Objective a: Please transcribe the listing from the line with "query | overcast sky" to the line with "action | put a dot on each instance of the steep", including both of those lines.
= = = =
This gets even more painful if I want to maintain changes that are not yet ready for committing or posting for review, and apply them alongside changes that are ready for review.

There are all reasons why I would not recommend this workflow to someone who is not already very familiar with Git.

The social solution to this problem would be for code reviews to happen faster, which would reduce the need to stack up changes. If all code reviews reached a conclusion within 24 hours, that would be an improvement. But I don't think that is going to happen.

The technical solution would be better patch management tools. I am increasingly thinking that Darcs' set-of-patches model would work better for this than Git's DAG-of-commits model. If I could set individual patches to be temporarily applied or unapplied to the working copy, and reorder and group patches, I think it would be easier to revisit changes that I have posted for review.

Friday, 6 August 2010

CVS's problems resurface in Git

Although modern version control systems have improved a lot on CVS, I get the feeling that there is a fundamental version control problem that the modern VCSes (Git, Mercurial, Bazaar, and I'll include Subversion too!) haven't solved. The curious thing is that CVS had sort of made some steps towards addressing it.

In CVS, history is stored per file. If you commit a change that crosses multiple files, CVS updates each file's history separately. This causes a bunch of problems:

CVS does not represent changesets or snapshots as first class objects. As a result, many operations involve visiting every file's history.
Reconstructing a changeset involves searching all files' histories to match up the individual file changes. (This was just about possible, though I hear there are tricky corner cases. Later CVS added a commit ID field that presumably helped with this.)
Creating a tag at the latest revision involves adding a tag to every file's history. Reconstructing a tag, or a time-based snapshot, involves visiting every file's history again.
CVS does not represent file renamings, so the standard history tools like "cvs log" and "cvs annotate" are not able to follow a file's history from before it was renamed.

In the DAG-based decentralised VCSes (Git, Mercurial, Monotone, Bazaar), history is stored per repository. The fundamental data structure for history is a Directed Acyclic Graph of commit objects. Each commit points to a snapshot of the entire file tree plus zero or more parent commits. This addresses CVS's problems:

Extracting changesets is easy because they are the same thing as commit objects.
Creating a tag is cheap and easy. Recording any change creates a commit object (a snapshot-with-history), so creating a tag is as simple as pointing to an already-existing commit object.

However, often it is not practical to put all the code that you're interested in into a single Git repository! (I pick on Git here because, of the DAG-based systems, it is the one I am most familar with.) While it can be practical to do this with Subversion or CVS, it is less practical with the DAG-based decentralised VCSes:

In the DAG-based systems, branching is done at the level of a repository. You cannot branch and merge subdirectories of a repository independently: you cannot create a commit that only partially merges two parent commits.
Checking out a Git repository involves downloading not only the entire current revision, but the entire history. So this creates pressure against putting two partially-related projects together in the same repository, especially if one of the projects is huge.
Existing projects might already use separate repositories. It is usually not practical to combine those repositories into a single repository, because that would create a repo that is incompatible with the original repos. That would make it difficult to merge upstream changes. Patch sharing would become awkward because the filenames in patches would need fixing.
= = = =
Objective b: According to the post on version control, what does each commit point to in the DAG-based systems?

[Coordinate annotation entries]
= = = =
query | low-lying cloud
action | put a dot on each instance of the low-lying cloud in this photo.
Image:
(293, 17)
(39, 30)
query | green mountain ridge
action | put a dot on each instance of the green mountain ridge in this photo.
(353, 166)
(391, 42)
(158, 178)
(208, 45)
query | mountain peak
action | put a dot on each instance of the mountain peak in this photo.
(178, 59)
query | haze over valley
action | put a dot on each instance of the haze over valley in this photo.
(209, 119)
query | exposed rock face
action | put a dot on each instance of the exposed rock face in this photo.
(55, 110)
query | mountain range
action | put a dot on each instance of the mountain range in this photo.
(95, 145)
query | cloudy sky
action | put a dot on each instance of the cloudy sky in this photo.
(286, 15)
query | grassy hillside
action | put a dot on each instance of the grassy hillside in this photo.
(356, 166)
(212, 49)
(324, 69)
= = = =
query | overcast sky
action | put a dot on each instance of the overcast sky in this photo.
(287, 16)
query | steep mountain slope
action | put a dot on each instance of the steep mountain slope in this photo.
= = = =
Exercise solution a:
query | overcast sky
action | put a dot on each instance of the overcast sky in this photo.
(287, 16)
query | steep mountain slope
action | put a dot on each instance of the steep mountain slope in this photo.

Exercise solution b: A snapshot of the entire file tree plus zero or more parent commits.